_Problem to work on_
Copy every item below verbatim, reproducing each line unchanged.

Excerpt from a data file:
..........

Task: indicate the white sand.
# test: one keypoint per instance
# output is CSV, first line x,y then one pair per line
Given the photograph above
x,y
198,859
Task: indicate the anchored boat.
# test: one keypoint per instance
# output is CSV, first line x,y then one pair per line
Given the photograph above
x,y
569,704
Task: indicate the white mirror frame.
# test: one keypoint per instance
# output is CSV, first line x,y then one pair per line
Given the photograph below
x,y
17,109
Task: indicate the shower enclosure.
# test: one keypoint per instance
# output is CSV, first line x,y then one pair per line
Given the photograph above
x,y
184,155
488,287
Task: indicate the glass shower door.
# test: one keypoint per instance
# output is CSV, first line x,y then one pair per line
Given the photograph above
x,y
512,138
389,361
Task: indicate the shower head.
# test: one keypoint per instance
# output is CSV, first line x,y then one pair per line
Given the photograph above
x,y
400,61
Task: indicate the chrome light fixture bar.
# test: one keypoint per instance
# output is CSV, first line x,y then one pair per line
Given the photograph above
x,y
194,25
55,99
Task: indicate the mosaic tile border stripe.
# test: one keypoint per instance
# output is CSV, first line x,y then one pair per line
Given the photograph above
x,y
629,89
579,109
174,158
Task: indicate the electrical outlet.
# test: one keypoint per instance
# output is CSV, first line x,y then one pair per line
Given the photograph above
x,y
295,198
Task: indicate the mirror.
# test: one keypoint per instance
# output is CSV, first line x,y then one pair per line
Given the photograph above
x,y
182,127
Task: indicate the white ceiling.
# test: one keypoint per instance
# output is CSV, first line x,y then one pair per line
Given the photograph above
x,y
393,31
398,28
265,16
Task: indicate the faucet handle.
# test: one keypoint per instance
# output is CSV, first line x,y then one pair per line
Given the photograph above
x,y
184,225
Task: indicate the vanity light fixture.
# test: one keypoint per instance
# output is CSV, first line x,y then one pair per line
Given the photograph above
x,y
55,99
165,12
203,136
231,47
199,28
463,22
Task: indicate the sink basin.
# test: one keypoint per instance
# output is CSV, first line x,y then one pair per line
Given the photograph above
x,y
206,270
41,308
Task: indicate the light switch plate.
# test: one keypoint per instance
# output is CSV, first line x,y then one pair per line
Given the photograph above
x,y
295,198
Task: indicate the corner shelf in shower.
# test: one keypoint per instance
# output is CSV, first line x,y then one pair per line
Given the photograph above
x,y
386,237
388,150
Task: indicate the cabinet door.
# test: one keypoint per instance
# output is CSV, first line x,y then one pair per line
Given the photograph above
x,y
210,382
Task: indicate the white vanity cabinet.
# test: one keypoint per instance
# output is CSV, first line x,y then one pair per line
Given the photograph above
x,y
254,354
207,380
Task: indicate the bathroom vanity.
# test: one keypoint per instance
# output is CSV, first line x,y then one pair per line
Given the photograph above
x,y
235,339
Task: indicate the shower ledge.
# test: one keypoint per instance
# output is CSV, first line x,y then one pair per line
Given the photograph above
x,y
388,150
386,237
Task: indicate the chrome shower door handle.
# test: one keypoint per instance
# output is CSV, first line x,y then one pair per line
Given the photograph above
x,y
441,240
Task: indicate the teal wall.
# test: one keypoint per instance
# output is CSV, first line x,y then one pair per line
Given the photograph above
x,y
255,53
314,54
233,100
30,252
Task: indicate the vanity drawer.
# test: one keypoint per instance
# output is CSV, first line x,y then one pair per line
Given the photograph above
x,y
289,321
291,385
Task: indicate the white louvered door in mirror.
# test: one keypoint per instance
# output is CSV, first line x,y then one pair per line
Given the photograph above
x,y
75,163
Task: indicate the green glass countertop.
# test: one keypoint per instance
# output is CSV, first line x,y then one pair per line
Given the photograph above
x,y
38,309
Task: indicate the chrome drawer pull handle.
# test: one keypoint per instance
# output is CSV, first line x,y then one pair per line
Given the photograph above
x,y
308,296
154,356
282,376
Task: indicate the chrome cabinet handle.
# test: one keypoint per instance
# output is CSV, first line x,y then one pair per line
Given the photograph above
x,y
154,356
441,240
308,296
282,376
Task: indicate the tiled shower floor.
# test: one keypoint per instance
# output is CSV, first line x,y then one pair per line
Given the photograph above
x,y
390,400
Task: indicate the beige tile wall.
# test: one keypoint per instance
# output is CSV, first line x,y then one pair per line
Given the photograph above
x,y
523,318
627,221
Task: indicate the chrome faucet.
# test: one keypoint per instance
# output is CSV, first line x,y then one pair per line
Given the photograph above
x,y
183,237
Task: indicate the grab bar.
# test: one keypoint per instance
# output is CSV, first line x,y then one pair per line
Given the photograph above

..........

_Written answer_
Task: indicate the white sand.
# test: one keypoint per instance
# output is CSV, first line x,y then one pair per line
Given the photograph above
x,y
198,859
Task: indicate the anchored boat.
# test: one keypoint per instance
# output is CSV, first line x,y then one pair per line
Given the photograph above
x,y
569,704
Task: indicate the white mirror frame.
# test: one keypoint per instance
# output is CSV, first line x,y then one pair per line
Given the photograph below
x,y
17,109
Task: indicate the shower enclosure.
# test: one keypoint per instance
# output is CSV, first line x,y then one pair per line
Given the photograph above
x,y
184,155
488,287
Task: indicate the glass shower door.
# test: one keypoint per instance
# output is CSV, first line x,y then one pair per line
Given the photograph above
x,y
512,138
389,361
Task: indicate the shower head.
# test: one keypoint per instance
# output is CSV, first line x,y then one pair per line
Given the photograph above
x,y
400,61
Task: indicate the chrome light fixture bar.
# test: one keypoint per instance
# output is CSV, first line x,y then one pair per line
Given the photograph above
x,y
194,25
55,99
Task: indicate the mosaic tile border stripe.
# test: one keypoint per instance
# output is CSV, first line x,y then one pair per line
Given the photograph above
x,y
629,89
579,109
174,158
Task: indicate the electrical outlet.
# test: one keypoint per instance
# output is CSV, first line x,y then one pair per line
Given the photograph above
x,y
295,198
Task: indicate the mirror.
# test: one keypoint per instance
# output is CSV, first line x,y then one pair per line
Given the photograph above
x,y
182,127
Task: indicate the white ceiling.
# test: one keypoint per instance
# output is CSV, first line x,y then one pair per line
Given the photograph above
x,y
393,31
398,28
265,16
Task: indicate the faucet handle.
# test: one keypoint per instance
# output is CSV, first line x,y then one pair per line
Given the photograph above
x,y
184,225
Task: indicate the vanity light fixture.
# test: one keypoint per instance
# output is CSV, first line x,y then one pair per line
Given the photograph above
x,y
55,99
165,12
203,136
231,47
199,28
463,22
Task: indicate the sink basin.
# test: one keypoint per instance
# output is CSV, first line x,y then one pair per line
Given the photograph above
x,y
206,270
41,308
Task: indicate the light switch plate.
# test: one keypoint per instance
# output is CSV, first line x,y then one pair per line
Given the photograph above
x,y
295,198
Task: indicate the corner shelf in shower.
# test: one keypoint per instance
# output is CSV, first line x,y then one pair per line
Given the photograph above
x,y
386,237
388,150
Task: indicate the cabinet door.
# test: one keypoint per instance
# output is CSV, first line x,y then one pair per line
Given the photograph above
x,y
210,382
Task: indicate the white vanity cabinet.
# test: one keypoint per instance
# output is CSV, first line x,y then one pair per line
Given the photograph above
x,y
254,354
207,380
Task: indicate the bathroom vanity.
# test: one keypoint per instance
# output is CSV, first line x,y then one pair per line
Given the photograph above
x,y
235,339
Task: indicate the shower ledge.
# test: one keypoint per instance
# output is CSV, first line x,y then one pair per line
Given the photograph above
x,y
388,150
386,237
Task: indicate the chrome shower door handle.
# test: one keypoint per instance
# output is CSV, first line x,y then one pair per line
Given the photograph above
x,y
441,240
Task: indicate the teal wall.
# test: one keypoint per instance
# output is CSV, first line x,y then one pair per line
Given the photograph above
x,y
255,53
314,54
233,100
30,252
Task: indicate the vanity drawer.
# test: one keypoint per instance
# output is CSV, first line x,y then one pair per line
Given the photograph above
x,y
289,321
291,385
Task: indicate the white louvered door in mirror.
# test: one keypoint per instance
# output is CSV, first line x,y then one pair per line
Given the photograph above
x,y
75,163
Task: indicate the green glass countertop.
# test: one keypoint per instance
# output is CSV, first line x,y then one pair per line
Given the photograph above
x,y
38,309
Task: indicate the chrome drawer pull handle.
# test: one keypoint per instance
# output is CSV, first line x,y then one pair per line
Given the photograph above
x,y
308,296
154,356
282,376
Task: indicate the chrome cabinet handle.
# test: one keypoint per instance
# output is CSV, first line x,y then one pair per line
Given the photograph above
x,y
154,356
441,240
308,296
282,376
Task: indicate the tiled shower floor.
# test: one keypoint per instance
# output is CSV, first line x,y then one pair per line
Given the photograph above
x,y
390,400
Task: indicate the beige tile wall.
# test: one keypoint per instance
# output is CSV, first line x,y then one pair per line
Given the photograph above
x,y
523,318
627,221
Task: indicate the chrome faucet.
# test: one keypoint per instance
# output is CSV, first line x,y then one pair per line
Given the photograph above
x,y
183,237
Task: indicate the grab bar.
# test: one keypoint per instance
# output is CSV, first line x,y then one pair per line
Given the photograph above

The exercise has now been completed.